YOUR ASSIGNMENT:
Among the records that follow, count the lines where "target" appears, and state the count by itself.

STUDY MATERIAL:
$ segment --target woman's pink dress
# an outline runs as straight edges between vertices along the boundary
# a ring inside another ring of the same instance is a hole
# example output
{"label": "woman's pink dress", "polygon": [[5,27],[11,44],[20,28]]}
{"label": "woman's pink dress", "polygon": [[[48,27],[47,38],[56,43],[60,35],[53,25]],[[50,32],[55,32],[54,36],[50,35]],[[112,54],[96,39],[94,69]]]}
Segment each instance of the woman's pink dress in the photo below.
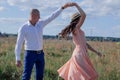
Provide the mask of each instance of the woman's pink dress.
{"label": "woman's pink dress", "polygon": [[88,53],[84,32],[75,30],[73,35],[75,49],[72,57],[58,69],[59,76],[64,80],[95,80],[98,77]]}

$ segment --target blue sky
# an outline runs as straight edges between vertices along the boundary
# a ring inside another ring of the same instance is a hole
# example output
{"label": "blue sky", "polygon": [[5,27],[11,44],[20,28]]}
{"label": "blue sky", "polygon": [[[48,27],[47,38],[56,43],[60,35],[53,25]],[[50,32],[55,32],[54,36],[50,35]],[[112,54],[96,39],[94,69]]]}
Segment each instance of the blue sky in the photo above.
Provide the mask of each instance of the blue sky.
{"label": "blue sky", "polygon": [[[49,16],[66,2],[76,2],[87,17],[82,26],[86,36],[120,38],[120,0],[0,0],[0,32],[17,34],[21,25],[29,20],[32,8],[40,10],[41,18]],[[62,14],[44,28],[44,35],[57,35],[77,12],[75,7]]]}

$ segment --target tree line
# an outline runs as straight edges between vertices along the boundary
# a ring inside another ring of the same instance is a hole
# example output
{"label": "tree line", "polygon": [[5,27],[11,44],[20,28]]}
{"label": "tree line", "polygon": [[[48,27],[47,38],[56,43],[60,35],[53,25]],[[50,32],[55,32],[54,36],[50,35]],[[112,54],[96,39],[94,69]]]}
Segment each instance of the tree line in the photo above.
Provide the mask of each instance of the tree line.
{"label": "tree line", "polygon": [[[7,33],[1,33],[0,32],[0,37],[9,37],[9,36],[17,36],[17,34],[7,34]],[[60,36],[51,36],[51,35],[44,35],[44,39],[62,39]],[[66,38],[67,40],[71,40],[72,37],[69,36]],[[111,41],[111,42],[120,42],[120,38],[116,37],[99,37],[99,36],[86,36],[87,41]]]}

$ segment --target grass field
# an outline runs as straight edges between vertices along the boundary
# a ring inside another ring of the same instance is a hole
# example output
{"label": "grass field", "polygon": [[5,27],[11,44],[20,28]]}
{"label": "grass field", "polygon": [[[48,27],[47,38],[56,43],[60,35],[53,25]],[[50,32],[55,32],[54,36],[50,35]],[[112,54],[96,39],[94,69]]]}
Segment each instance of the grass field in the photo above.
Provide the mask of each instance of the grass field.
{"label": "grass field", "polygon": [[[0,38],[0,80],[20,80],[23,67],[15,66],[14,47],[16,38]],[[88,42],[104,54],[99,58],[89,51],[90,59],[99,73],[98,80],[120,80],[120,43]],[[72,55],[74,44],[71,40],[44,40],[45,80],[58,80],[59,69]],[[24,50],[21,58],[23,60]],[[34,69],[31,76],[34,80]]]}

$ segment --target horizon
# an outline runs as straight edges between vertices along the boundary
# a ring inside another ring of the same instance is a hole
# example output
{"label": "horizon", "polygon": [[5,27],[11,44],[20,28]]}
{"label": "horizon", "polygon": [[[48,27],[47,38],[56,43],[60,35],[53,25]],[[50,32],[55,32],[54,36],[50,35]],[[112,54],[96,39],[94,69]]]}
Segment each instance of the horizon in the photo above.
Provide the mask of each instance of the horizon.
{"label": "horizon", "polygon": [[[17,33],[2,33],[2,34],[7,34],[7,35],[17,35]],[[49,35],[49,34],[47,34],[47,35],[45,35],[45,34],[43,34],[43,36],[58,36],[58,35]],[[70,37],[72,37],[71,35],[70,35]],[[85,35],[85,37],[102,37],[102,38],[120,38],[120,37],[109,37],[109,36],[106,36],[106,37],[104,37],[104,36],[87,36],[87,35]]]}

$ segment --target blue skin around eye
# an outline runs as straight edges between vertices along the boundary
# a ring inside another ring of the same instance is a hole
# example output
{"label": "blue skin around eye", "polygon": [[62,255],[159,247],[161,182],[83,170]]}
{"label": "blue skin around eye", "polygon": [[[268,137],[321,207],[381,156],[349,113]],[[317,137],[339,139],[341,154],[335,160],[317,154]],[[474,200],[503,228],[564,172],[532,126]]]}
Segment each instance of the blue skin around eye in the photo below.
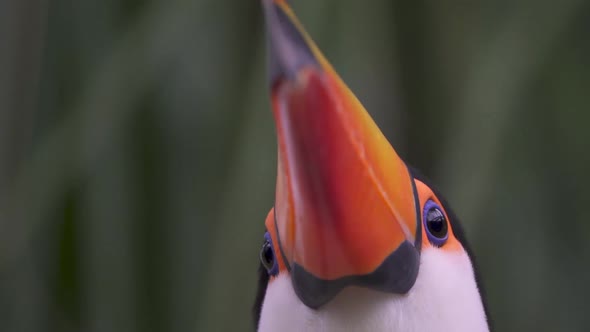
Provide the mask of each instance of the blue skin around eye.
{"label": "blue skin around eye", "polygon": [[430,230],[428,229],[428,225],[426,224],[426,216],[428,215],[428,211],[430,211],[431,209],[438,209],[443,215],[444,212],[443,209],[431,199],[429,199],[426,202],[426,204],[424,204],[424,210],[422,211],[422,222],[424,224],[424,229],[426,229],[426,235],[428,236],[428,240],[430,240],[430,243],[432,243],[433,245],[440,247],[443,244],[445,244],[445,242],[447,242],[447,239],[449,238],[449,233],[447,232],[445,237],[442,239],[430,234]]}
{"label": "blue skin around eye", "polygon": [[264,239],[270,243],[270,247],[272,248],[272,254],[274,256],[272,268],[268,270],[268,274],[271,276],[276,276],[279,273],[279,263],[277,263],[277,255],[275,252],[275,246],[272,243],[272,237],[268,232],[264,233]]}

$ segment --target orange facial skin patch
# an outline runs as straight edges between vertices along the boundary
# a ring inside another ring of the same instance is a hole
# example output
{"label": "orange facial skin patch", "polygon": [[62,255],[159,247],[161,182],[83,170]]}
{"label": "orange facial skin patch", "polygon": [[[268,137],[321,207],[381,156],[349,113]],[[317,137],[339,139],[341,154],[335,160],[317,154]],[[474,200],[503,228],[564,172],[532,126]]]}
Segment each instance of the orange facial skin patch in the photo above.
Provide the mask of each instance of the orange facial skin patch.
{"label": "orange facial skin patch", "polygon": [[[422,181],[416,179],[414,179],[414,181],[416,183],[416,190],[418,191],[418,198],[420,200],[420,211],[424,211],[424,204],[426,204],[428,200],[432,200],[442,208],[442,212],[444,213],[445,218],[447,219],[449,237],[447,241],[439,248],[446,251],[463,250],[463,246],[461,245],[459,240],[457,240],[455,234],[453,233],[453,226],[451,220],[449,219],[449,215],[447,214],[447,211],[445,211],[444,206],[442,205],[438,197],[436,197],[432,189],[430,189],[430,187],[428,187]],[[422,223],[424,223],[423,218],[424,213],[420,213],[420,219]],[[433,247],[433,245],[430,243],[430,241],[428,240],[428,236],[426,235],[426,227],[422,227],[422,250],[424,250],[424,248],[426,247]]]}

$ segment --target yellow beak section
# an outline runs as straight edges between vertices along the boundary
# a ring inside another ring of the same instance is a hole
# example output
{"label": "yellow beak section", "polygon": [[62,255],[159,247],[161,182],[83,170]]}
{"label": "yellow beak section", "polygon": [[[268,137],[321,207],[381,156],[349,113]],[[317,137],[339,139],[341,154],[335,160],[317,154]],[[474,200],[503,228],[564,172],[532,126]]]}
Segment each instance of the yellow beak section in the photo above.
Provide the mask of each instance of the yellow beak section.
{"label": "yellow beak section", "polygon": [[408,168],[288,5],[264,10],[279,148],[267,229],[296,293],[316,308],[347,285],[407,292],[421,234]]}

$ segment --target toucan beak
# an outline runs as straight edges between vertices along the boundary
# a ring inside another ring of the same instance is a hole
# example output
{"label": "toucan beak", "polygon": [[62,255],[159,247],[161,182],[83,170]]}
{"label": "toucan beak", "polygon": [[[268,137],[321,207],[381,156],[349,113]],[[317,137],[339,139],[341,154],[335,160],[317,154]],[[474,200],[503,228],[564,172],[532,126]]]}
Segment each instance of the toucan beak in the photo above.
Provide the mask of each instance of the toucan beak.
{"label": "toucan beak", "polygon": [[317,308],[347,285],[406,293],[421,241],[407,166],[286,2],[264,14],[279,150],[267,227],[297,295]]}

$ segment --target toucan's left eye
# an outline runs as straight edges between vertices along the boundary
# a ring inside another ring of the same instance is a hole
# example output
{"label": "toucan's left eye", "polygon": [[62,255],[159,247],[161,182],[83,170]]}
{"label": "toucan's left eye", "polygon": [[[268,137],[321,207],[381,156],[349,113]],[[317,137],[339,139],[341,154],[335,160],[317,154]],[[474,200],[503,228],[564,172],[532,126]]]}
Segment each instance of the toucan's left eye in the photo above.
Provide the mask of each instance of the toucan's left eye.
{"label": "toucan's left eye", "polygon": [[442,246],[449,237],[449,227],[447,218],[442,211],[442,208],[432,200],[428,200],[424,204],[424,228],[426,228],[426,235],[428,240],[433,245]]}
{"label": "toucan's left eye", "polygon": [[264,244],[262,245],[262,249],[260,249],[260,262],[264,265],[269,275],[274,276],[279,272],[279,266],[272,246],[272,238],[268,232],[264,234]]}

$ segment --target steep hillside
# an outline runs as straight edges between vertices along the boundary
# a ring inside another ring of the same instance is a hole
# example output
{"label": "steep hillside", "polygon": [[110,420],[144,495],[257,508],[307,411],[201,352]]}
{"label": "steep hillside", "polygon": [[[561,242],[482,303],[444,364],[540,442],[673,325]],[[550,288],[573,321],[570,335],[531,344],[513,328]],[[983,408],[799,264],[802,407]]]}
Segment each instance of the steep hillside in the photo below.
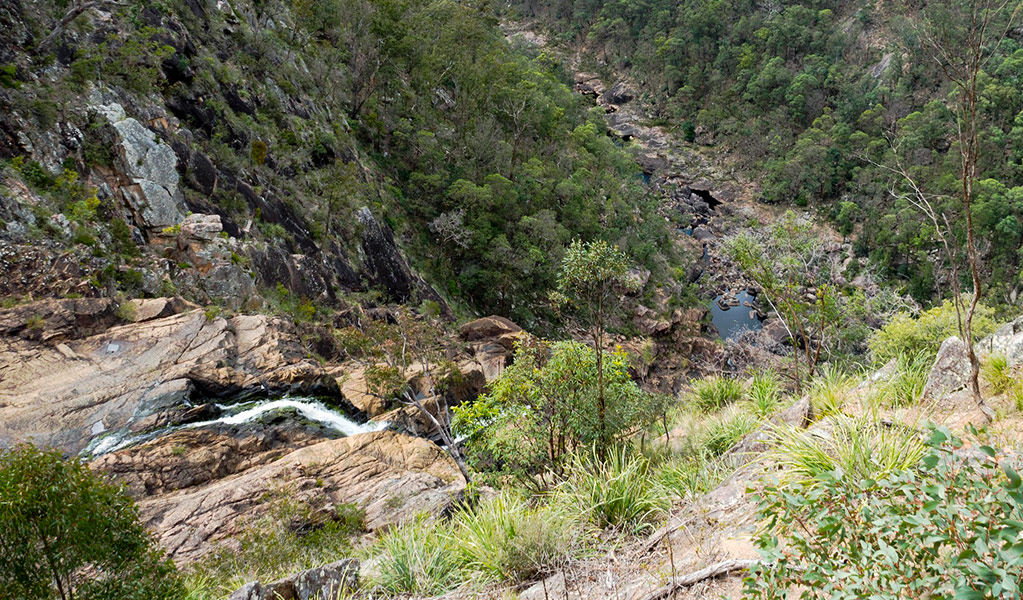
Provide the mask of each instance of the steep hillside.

OUTPUT OF THE EXERCISE:
11